Spark读取CSV异常 java.lang.ArrayIndexOutOfBoundsException:62

前言

记录一个异常

场景

Spark读取CSV文件,文件里的某些内容编码格式有问题或者有特殊字符

一种情况是 62,我碰到的这种,另一种是63,查资料查的

java.lang.ArrayIndexOutOfBoundsException:62
java.lang.ArrayIndexOutOfBoundsException:63

解决方法

情况1:
将GBK编码的文件转文UTF-8(我碰见的),当然这种情况也可以用情况2中的解决办法解决~

情况2:

.option("multiline", "true")

或指定schema

详情参考:CSV schema inferring fails on some UTF-8 chars

注:这上面标的是2.3.0版本的Bug,在2.2.2, 2.3.1, 2.4.0已修复,我没有测试是否在这些版本修复
.option("multiline", "true") 这种办法

详细异常

19/05/30 14:03:15 ERROR Executor: Exception in task 0.0 in stage 0.0 (TID 0)
java.lang.ArrayIndexOutOfBoundsException: 62
    at org.apache.spark.unsafe.types.UTF8String.numBytesForFirstByte(UTF8String.java:191)
    at org.apache.spark.unsafe.types.UTF8String.numChars(UTF8String.java:206)
===
书面任务 A:
根据这篇关于Spark读取CSV异常的文章回答:
(i) 作者自己碰到的是哪个编号的ArrayIndexOutOfBoundsException?
(ii) 情况1给出的解决办法是什么?
(iii) 注中说该Bug已在哪些版本修复?
书面任务 B:
逐字输出这篇关于Spark读取CSV异常的文章中介于“详情参考:CSV schema inferring”与“0.0 (TID 0)”之间的文字,含首尾两处。

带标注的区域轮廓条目
===
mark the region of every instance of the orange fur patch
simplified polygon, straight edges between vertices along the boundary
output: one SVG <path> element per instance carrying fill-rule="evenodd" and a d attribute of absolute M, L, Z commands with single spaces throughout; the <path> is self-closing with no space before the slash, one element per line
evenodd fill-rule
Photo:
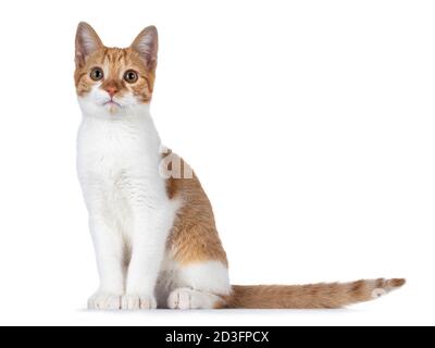
<path fill-rule="evenodd" d="M 95 82 L 90 78 L 90 72 L 95 67 L 101 67 L 109 72 L 102 82 Z M 128 84 L 124 80 L 124 73 L 134 70 L 138 73 L 138 80 Z M 148 103 L 152 97 L 154 86 L 156 69 L 148 70 L 139 53 L 133 48 L 108 48 L 101 47 L 91 53 L 85 62 L 76 66 L 74 80 L 78 96 L 89 92 L 94 85 L 101 84 L 102 89 L 108 86 L 115 86 L 117 96 L 132 92 L 141 102 Z"/>
<path fill-rule="evenodd" d="M 192 173 L 183 159 L 174 153 L 172 156 L 181 161 L 182 173 Z M 221 261 L 227 265 L 212 207 L 195 173 L 191 178 L 169 178 L 166 190 L 170 198 L 183 201 L 166 244 L 174 260 L 184 265 L 202 261 Z"/>

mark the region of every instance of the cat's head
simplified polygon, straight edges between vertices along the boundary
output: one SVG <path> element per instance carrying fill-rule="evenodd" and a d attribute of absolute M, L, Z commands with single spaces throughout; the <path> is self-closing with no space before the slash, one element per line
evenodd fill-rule
<path fill-rule="evenodd" d="M 86 114 L 128 114 L 149 104 L 154 85 L 158 34 L 145 28 L 130 47 L 105 47 L 87 23 L 75 39 L 75 87 Z"/>

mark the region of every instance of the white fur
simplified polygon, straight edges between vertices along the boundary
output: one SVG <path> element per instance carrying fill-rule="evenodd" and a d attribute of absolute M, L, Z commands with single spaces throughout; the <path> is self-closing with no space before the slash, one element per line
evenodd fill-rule
<path fill-rule="evenodd" d="M 165 240 L 178 207 L 169 200 L 159 174 L 160 138 L 148 105 L 120 100 L 121 107 L 103 107 L 104 94 L 97 86 L 79 98 L 84 117 L 77 171 L 100 274 L 94 298 L 100 294 L 139 297 L 152 308 Z"/>
<path fill-rule="evenodd" d="M 213 308 L 215 295 L 231 291 L 227 268 L 221 262 L 181 266 L 165 254 L 182 202 L 166 196 L 149 107 L 128 95 L 115 99 L 119 105 L 104 105 L 108 99 L 98 85 L 78 98 L 77 172 L 100 275 L 89 308 Z M 183 300 L 175 306 L 175 298 Z"/>

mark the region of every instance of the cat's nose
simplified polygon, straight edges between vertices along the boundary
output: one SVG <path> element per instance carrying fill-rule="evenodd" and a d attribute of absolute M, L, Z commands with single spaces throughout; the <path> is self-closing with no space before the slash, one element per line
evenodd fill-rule
<path fill-rule="evenodd" d="M 113 98 L 117 94 L 117 88 L 115 86 L 105 87 L 105 91 L 109 94 L 110 98 Z"/>

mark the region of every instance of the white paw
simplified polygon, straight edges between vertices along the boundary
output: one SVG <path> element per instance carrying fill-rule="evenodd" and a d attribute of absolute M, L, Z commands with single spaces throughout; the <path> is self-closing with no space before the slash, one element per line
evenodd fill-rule
<path fill-rule="evenodd" d="M 372 297 L 373 298 L 380 298 L 380 297 L 382 297 L 382 296 L 384 296 L 384 295 L 386 295 L 387 294 L 387 291 L 385 291 L 384 289 L 382 289 L 382 288 L 375 288 L 374 290 L 373 290 L 373 293 L 372 293 Z"/>
<path fill-rule="evenodd" d="M 115 311 L 121 309 L 121 296 L 97 291 L 88 300 L 89 310 Z"/>
<path fill-rule="evenodd" d="M 192 291 L 188 288 L 176 289 L 167 298 L 167 307 L 170 309 L 195 309 L 192 304 Z"/>
<path fill-rule="evenodd" d="M 121 308 L 128 311 L 137 311 L 139 309 L 156 309 L 157 301 L 153 296 L 130 294 L 122 297 Z"/>

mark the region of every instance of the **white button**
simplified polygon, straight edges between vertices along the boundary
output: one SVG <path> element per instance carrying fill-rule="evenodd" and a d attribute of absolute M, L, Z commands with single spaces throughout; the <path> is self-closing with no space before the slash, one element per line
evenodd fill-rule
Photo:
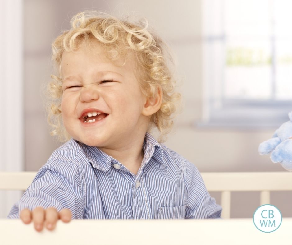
===
参考答案 A:
(i) 62。
(ii) 把GBK编码的文件转换为UTF-8。
(iii) 2.2.2、2.3.1和2.4.0。

参考答案 B:
详情参考:CSV schema inferring fails on some UTF-8 chars

注:这上面标的是2.3.0版本的Bug,在2.2.2, 2.3.1, 2.4.0已修复,我没有测试是否在这些版本修复
.option("multiline", "true") 这种办法

详细异常

19/05/30 14:03:15 ERROR Executor: Exception in task 0.0 in stage 0.0 (TID 0)